= EXERCISE =
Restate the entries below exactly, and keep all images out of the answer.

Natural-language object grounding data:
——

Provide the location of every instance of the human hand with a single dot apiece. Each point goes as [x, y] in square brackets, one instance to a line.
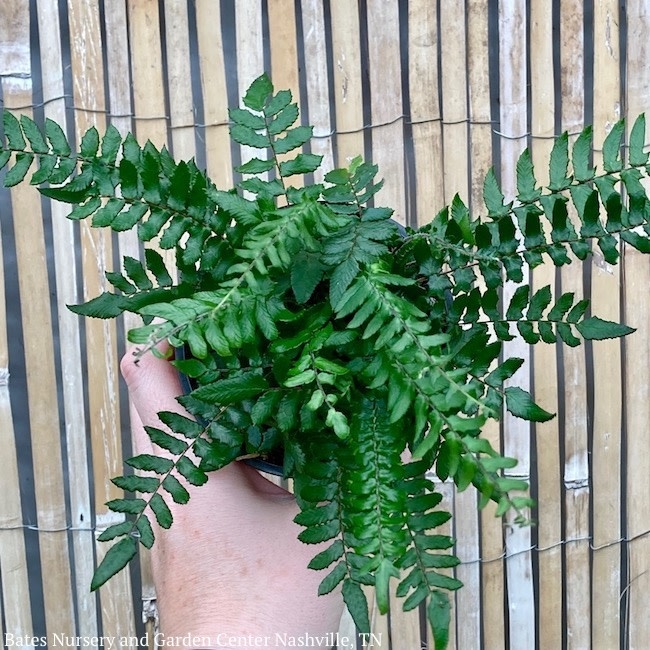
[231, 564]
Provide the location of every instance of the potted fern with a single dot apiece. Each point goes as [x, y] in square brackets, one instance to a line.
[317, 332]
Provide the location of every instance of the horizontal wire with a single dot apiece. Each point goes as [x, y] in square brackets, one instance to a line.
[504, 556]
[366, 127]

——

= ANSWER TO THE EXERCISE =
Provide the location of every instance of the human hand with a single dot apiece. Each point goes as [x, y] in square brackets, one instance to a line.
[231, 564]
Provide the location of every instance of the potted fern with a single dot apiece. Each point goes as [x, y] in square brackets, one instance to a line.
[317, 332]
Provide the location of every instance of the horizontal wire with a single dot apiece. Each point goes as [x, y] in square brackets, one instance to a line.
[504, 556]
[366, 127]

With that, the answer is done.